*** TEXT TO READ
During the second break, the other O5 trainee in the group approached me. He's deploying too, but doesn't work directly in the same chain of command as I will. He had heard some of the conversations from the more junior members during the break that they were disturbed, uncomfortable, disgusted...pick your emotion...with the delivery of the training. He suggested I address it, either with the instructor, the training coordinators, or the group. I love having a task to complete, so I immediately went looking for someone to talk to.
I came across the instructor first, and discussed with him my intent to add a few comments to the group after he was done with his presentation. I think I managed to get my point across that a lot of what he was saying was uncomfortable, and that's what I was hoping to point out to the crews.
Finally, after a few more insults about how all women like to shop to excess and how my gray hair will make me be perceived as an elder despite my actual age, the presenter wrapped it up after four hours and six minutes. I strode up to the front of the room, made sure all the lights were on (they had been dimmed for the power point presentation), and thanked the presenter for his welcome insights into the Bahraini culture. Because it was helpful to hear about how welcoming and friendly the locals are, about the beauty of the culture, and about the variety of goods in the souks and all the other mundane tidbits he shared with us.
I knew I was balancing on a very thin, tight rope, so I chose my words carefully. I said very blatantly, "Some of what he said offended me." I explained further without attacking him personally, along the lines of whether we heard things that offended us because of our gender, our sexual orientation, our age, our religion, or whatever... there was plenty in what he said to make us uncomfortable. For myself, I said, it's incredibly demoralizing to hear that, in a mixed group of locals and US military, I will always be dismissed, even in favor of a man of a lower rank, simply because I'm female. It feels like 18 years of a hugely successful career has been wiped away and is meaningless, all because I'm a girl. And that makes me feel awful and worthless.
I then went on say that figuring out how to be ok with being uncomfortable is necessary for us to be effective in our operating environment. That doesn't mean just fighting against whatever is making us uncomfortable, because, where we're going, that could start an international incident. It means understanding what exactly is putting us off balance, and being strong and self-aware enough to know that whatever it is is not our truth, and is instead an artifact of us being in a different culture who operates under separate beliefs. We have to learn to accept a certain amount of discomfort to stay focused on what we're over there to do.
******
*** THE INPUT
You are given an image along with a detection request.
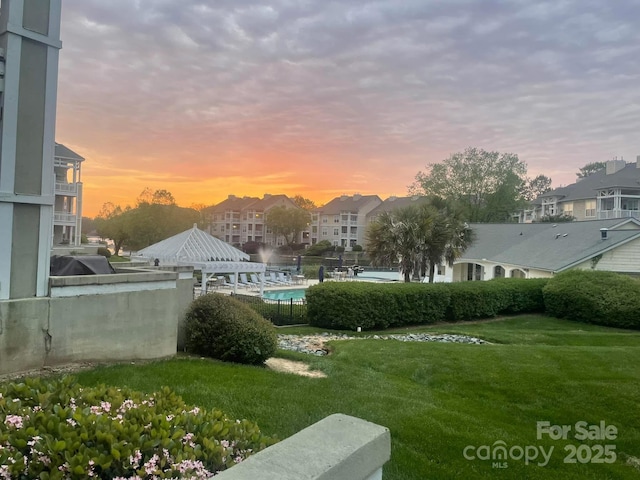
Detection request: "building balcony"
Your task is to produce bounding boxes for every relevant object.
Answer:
[55,182,78,196]
[53,212,77,227]
[598,210,640,220]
******
WRITTEN EXERCISE A
Pick out each line of the listing that contains the word "request", and copy those lines.
WRITTEN EXERCISE B
Resume the account of the cultural training session, starting right after its final sentence.
The account and the listing are unrelated material.

WRITTEN RESPONSE A
You are given an image along with a detection request.
Detection request: "building balcony"

WRITTEN RESPONSE B
I tried not to ramble too long...jeez, we'd already been in there for 4+ hours. But I wanted to make sure they understood my point.
Beyond the more obvious lessons about sitting with what makes us uncomfortable, I took two other insights away from this training session that were maybe more useful to me:
1. Trust my instincts. I say this All The Time to my JOs, so it was good to have it reinforced for me. I knew what I heard (important distinction of "message received" from "message sent") was not in alignment with our collective CG values. It took someone else validating that for me to take action. I'm very grateful to the other O5 in giving me the impetus, or maybe the tacit permission, to address it with the group, and maybe make the most of my first real opportunity to be a leader for them.
2. Figure out how to make my vulnerabilities into my strengths. I used how I felt about what the instructor said about women as an example. "I was offended." I described why I was offended and how it made me feel. And then I followed up with what I was going to do about it as the teaching point. I'm still getting used to the possibilities of making my vulnerabilities my strengths, and this was a fantastic example of what it might look like. I definitely felt vulnerable up there, talking to E3s and E4s, and all those other people who are going to work for me, about my soft underbelly...my fears about my own inadequacies and how they manifest and undermine me. But I also think it made it relate-able, made it personal for everyone, so they could be ok with feeling uncomfortable with whatever they may come up against. Or, at least that's what I was aiming for.
Afterwards, I got a hugely welcome and supportive text from one of the COs: "Thank you for giving the follow up talk after the training. That was very necessary and clarified some of the things I wanted to make sure the crew understood...It was just what we all needed."
Yes. That's what it's all about.
It only took about 30 minutes before he said something that put my back up. I don't remember the specifics, but I vaguely remember an extremely negative judgmental comment about homosexuality. I think it was meant as a generalization of religious dogma, but the speaker certainly didn't qualify it that way, so it came across as the truth as he saw it.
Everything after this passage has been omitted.